DATA IN THIS EXERCISE ::
****************************************

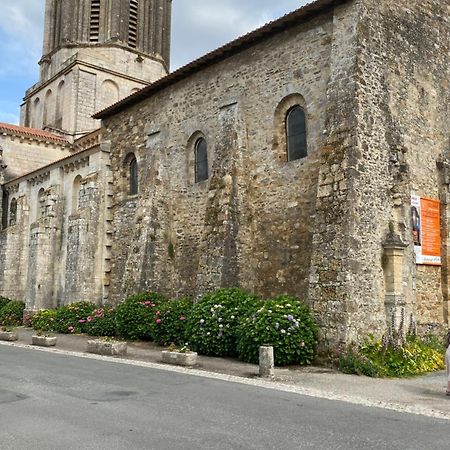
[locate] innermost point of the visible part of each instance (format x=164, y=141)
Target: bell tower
x=95, y=53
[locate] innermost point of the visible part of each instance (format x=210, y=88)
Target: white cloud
x=199, y=26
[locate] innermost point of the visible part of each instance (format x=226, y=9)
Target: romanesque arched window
x=201, y=160
x=134, y=180
x=296, y=133
x=76, y=188
x=13, y=212
x=94, y=26
x=133, y=24
x=5, y=202
x=41, y=206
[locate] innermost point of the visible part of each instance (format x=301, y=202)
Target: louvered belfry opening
x=133, y=24
x=94, y=28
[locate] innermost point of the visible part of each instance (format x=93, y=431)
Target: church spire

****************************************

YOUR TASK :: Give back the entire listing verbatim, without the pictures.

EXERCISE ANSWER ::
[locate] innermost point of the visible part of each instance (format x=164, y=141)
Target: bell tower
x=95, y=53
[locate] innermost point of the visible part of each instance (format x=210, y=88)
Target: white cloud
x=199, y=26
[locate] innermost point of the visible part of each instance (format x=226, y=9)
Target: romanesque arched window
x=201, y=160
x=134, y=180
x=296, y=133
x=76, y=188
x=13, y=212
x=94, y=26
x=133, y=24
x=5, y=202
x=41, y=206
[locate] innermost point of the visible part of each instance (format x=301, y=202)
Target: louvered belfry opening
x=133, y=24
x=94, y=28
[locate] innermost point of the visible part of each instance (format x=93, y=431)
Target: church spire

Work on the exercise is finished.